_TASKS AND EXERCISES:_
A) Quote the passage of the primitive element proof between "[/proofplan]" and "theorem, $L^*$ is cyclic.", inclusive.
B) Print every line of the listing without changes, and omit the pictures.

_PAGE EXCERPT:_
_____

[proofplan]
We split into two cases. When $K$ is finite, $L$ is also finite, and the multiplicative group $L^*$ is a finite subgroup of the multiplicative group of a field; by the [Finite Multiplicative Subgroups Are Cyclic](/theorems/1266) theorem, $L^*$ is cyclic, and any generator is a primitive element. When $K$ is infinite, we reduce by induction on the number of generators to the two-generator case $L = K(\lambda, \beta)$. We then construct a candidate $\gamma = \beta + a\lambda$ for a carefully chosen $a \in K$, and show — by analysing the common roots of $P_\lambda$ and the polynomial $P_\beta(\gamma - at) \in K(\gamma)[t]$ — that for all but finitely many values of $a$, the element $\lambda$ is the unique common root, which forces $\lambda \in K(\gamma)$ via the Euclidean algorithm in $K(\gamma)[t]$. Since $K$ is infinite, a valid $a$ exists.
[/proofplan]
[step:Handle the finite field case via cyclicity of $L^*$]
Suppose $K$ is finite. Then $L$, being a finite extension of a finite field, is itself a finite field. The set $L^* := L \setminus \{0\}$ is a group under multiplication with $|L^*| = |L| - 1 < \infty$, and $L^*$ is a finite subgroup of the multiplicative group of the field $L$. By the [Finite Multiplicative Subgroups Are Cyclic](/theorems/1266) theorem, $L^*$ is cyclic.

_____

_LISTING:_

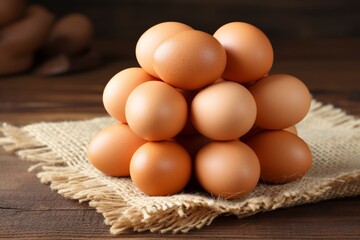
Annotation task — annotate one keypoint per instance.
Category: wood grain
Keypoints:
(30, 210)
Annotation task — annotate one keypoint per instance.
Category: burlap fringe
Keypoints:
(72, 183)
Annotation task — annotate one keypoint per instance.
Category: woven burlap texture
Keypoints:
(59, 152)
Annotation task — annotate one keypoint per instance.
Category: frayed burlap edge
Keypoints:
(72, 183)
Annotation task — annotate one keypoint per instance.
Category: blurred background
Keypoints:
(281, 20)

_____

_COMPLETED EXERCISE:_
A)
[/proofplan]
[step:Handle the finite field case via cyclicity of $L^*$]
Suppose $K$ is finite. Then $L$, being a finite extension of a finite field, is itself a finite field. The set $L^* := L \setminus \{0\}$ is a group under multiplication with $|L^*| = |L| - 1 < \infty$, and $L^*$ is a finite subgroup of the multiplicative group of the field $L$. By the [Finite Multiplicative Subgroups Are Cyclic](/theorems/1266) theorem, $L^*$ is cyclic.

B)
Annotation task — annotate one keypoint per instance.
Category: wood grain
Keypoints:
(30, 210)
Annotation task — annotate one keypoint per instance.
Category: burlap fringe
Keypoints:
(72, 183)
Annotation task — annotate one keypoint per instance.
Category: woven burlap texture
Keypoints:
(59, 152)
Annotation task — annotate one keypoint per instance.
Category: frayed burlap edge
Keypoints:
(72, 183)
Annotation task — annotate one keypoint per instance.
Category: blurred background
Keypoints:
(281, 20)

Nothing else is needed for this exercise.